Complacency Kills: Rebuild the House of Wisdom is available in full @mirageslight on issuu.com

A man with dilated eyes threatened to shoot everyone at 7/11. His hand caught in his jacket pocket as he yanked out a used train pass and a poorly folded napkin. He spoke in gibberish and racial epithets directed at the Persian man behind the counter. While I bought my midnight coffee, he leaned into me. His breath smelled like the kind of chicken cutlet sandwiches Boston hospitals (ought to) supply to the homeless. He said, “I’m the FBI. You wasted five years.”

Gazing past his pocked and brittle, bronzed features, seeing my wiry reflection in both of his otherwise vacant pupils, I knew he was right. That deep state actors (at the VA, in law enforcement, working at universities) might have an overbearing interest in my identity disturbed me, but this man had entered my matrix with a message: get over yourself.

This is essentially about me, I see, my anxiety, my friendships, my swiftly diminishing influence. This chapbook is not the best. It’s not the worst. It’s an expression of an idea, a call to action that inspired me into a fellowship with The Mission Continues in 2017.

Reading on the lawn outside of Henry Wadsworth Longfellow’s House, Brian Turner suggested building a new library in Baghdad. He bought the fist book for it, the Warrior Writers Anthology.

Warrior Writers describes itself as a “dynamic journey,” one in which I engaged for five years. Along the way I crossed paths with several strange wonderers, deliverers, mystics, thieves, and visionaries. Everyone had a message or a story or a strange perspective to share. Noticing them, listening, and sometimes joining in their turmoil became the basis of some of the work collected in Complacency Kills. It’s a low key zine that at one point I’d thought could be a yearly endeavor culminating in a fall reading at the Suffolk Poetry Center.

As the de facto editor, I spent years rallying enough interest to publish this issue. In the process, my mind got waylaid and clusterfucked into a state of kerfuffled confusion by a barrage of people who offered opinions, occasionally helped and often flaked. Then I began to see myself through other people’s eyes. I realized how from certain perspectives I appear to be a criminal, a cuckoo and a cluck. I fear judgment. I want to be loved. But this is not about me. It’s about rebuilding The House of Wisdom.

Possibly this collection of creative work could have been pressed into a chapbook five years ago. Some of it grew out of that writing workshop in the summer of 2014 when I first encountered Warrior Writers. Out of efforts by Lovella Callica, Drew Camron, Kevin Basl, Rachel McNeill and Juanixa Spinnato, the Boston chapter emerged in collaboration with The Joiner Institute’s Writers’ Workshop.

[TASK ITEM A]: According to the Complacency Kills introduction, which organization awarded the writer a fellowship in 2017?
[TASK ITEM B]: Can you reproduce the passage of the Complacency Kills introduction between "Gazing past his" and "Warrior Writers Anthology.", inclusive?
[TASK ITEM C]: Whose efforts does the Complacency Kills introduction credit for the emergence of the Boston chapter? List every person it names.

[DATASET RECORDS]:

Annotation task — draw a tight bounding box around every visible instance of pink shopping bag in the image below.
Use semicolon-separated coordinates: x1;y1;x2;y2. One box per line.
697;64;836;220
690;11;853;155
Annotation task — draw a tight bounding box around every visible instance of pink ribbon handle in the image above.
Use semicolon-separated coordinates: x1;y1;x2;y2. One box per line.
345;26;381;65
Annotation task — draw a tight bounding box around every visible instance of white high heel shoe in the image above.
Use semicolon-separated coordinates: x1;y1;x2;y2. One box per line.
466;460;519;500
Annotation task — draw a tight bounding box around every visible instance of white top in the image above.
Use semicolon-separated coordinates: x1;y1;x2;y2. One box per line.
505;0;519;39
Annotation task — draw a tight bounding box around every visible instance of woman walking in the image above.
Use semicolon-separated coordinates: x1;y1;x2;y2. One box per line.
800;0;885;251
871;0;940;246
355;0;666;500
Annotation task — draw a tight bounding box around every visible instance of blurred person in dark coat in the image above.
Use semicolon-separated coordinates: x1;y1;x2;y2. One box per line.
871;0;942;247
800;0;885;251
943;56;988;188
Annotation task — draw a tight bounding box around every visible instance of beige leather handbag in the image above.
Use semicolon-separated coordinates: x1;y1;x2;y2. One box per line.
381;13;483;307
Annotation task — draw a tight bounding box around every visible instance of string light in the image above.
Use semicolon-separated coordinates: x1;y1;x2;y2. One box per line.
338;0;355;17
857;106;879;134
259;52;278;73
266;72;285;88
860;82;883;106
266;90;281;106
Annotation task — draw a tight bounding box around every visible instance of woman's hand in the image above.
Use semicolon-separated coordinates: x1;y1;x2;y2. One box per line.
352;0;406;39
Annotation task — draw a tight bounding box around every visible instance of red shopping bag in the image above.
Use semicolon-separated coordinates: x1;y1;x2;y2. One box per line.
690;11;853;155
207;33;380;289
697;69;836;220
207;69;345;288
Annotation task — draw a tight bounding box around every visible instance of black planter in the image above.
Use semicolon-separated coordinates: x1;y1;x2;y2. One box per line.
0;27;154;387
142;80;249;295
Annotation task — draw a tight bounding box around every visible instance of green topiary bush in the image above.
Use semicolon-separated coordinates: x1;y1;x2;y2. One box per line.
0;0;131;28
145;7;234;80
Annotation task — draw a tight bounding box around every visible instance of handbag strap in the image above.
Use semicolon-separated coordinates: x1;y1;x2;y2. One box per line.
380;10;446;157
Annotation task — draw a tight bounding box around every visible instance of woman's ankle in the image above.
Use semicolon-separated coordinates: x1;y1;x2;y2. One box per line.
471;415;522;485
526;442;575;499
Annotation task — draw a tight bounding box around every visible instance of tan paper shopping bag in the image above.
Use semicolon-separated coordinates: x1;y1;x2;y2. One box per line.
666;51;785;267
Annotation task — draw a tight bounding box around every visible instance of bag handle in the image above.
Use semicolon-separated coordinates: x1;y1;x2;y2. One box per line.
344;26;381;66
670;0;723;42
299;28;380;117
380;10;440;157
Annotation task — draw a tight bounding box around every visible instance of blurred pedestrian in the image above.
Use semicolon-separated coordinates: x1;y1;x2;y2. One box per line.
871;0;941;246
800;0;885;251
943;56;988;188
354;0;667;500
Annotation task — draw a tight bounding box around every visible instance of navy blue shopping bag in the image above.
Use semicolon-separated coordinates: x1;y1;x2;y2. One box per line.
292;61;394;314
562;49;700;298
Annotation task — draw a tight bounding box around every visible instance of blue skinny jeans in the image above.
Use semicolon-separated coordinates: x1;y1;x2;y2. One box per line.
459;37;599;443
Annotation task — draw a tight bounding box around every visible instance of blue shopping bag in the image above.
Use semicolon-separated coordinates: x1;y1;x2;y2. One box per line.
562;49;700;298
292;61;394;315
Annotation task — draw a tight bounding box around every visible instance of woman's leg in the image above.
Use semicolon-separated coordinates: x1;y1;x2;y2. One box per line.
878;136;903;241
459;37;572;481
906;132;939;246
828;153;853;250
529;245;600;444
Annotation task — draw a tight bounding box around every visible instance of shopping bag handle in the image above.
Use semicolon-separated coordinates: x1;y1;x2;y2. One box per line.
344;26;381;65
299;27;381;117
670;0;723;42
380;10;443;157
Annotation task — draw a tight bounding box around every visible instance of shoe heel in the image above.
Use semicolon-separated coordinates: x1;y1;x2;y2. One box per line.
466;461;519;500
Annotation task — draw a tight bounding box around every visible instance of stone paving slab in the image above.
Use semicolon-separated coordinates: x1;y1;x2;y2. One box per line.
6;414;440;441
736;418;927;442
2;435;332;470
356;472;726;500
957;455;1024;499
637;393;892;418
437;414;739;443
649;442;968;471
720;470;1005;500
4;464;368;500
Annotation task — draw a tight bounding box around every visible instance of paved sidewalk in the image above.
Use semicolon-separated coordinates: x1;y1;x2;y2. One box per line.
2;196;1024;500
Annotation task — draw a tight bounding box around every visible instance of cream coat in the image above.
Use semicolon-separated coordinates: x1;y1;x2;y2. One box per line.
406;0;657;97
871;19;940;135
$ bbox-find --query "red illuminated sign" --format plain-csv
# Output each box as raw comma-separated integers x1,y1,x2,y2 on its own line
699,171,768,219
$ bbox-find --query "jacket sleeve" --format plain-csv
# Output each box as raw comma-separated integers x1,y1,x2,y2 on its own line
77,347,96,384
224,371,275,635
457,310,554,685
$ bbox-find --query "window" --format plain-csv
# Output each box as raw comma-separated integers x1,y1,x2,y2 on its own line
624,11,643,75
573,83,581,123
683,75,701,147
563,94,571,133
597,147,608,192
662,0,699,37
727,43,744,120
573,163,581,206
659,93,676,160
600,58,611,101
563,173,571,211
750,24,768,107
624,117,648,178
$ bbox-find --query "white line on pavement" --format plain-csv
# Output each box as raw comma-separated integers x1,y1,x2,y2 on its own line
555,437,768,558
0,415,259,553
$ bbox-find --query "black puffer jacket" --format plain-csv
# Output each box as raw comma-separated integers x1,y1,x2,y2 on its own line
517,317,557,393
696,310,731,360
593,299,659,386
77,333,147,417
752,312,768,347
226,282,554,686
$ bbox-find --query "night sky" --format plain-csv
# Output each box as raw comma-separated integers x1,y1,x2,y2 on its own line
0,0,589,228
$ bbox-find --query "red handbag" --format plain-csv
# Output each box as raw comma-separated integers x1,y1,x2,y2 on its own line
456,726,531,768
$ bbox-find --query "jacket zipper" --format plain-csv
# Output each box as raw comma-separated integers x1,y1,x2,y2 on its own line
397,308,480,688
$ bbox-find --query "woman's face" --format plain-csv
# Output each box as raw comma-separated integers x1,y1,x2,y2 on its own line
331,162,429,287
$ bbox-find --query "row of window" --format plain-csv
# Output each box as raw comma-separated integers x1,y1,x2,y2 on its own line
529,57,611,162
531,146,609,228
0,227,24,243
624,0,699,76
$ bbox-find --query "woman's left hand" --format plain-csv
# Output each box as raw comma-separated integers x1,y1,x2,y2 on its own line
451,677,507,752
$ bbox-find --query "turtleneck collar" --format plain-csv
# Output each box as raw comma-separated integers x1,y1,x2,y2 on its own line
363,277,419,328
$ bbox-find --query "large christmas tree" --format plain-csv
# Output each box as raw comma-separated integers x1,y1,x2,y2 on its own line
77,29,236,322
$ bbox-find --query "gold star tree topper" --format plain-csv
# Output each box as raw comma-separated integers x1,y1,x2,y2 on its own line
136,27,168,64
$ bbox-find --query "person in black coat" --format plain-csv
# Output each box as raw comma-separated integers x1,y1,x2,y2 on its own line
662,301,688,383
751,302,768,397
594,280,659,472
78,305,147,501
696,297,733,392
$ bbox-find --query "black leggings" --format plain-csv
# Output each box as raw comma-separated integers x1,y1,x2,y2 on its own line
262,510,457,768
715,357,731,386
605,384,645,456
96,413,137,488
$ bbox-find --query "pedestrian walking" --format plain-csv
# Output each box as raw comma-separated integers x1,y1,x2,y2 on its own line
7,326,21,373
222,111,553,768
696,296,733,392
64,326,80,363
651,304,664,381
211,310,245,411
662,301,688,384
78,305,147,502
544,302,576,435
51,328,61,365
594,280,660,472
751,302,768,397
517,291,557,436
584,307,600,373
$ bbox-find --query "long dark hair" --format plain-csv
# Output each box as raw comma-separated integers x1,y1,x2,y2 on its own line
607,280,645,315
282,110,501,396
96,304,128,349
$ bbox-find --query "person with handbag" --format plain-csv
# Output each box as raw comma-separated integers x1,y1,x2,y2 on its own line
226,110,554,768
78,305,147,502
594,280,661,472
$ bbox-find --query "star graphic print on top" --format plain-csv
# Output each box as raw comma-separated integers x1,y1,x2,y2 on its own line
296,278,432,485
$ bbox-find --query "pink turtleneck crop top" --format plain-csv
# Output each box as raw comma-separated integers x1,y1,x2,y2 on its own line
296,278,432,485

[TASK ANSWER A]: The Mission Continues.

[TASK ANSWER B]:
Gazing past his pocked and brittle, bronzed features, seeing my wiry reflection in both of his otherwise vacant pupils, I knew he was right. That deep state actors (at the VA, in law enforcement, working at universities) might have an overbearing interest in my identity disturbed me, but this man had entered my matrix with a message: get over yourself.

This is essentially about me, I see, my anxiety, my friendships, my swiftly diminishing influence. This chapbook is not the best. It’s not the worst. It’s an expression of an idea, a call to action that inspired me into a fellowship with The Mission Continues in 2017.

Reading on the lawn outside of Henry Wadsworth Longfellow’s House, Brian Turner suggested building a new library in Baghdad. He bought the fist book for it, the Warrior Writers Anthology.

[TASK ANSWER C]: Lovella Callica, Drew Camron, Kevin Basl, Rachel McNeill, Juanixa Spinnato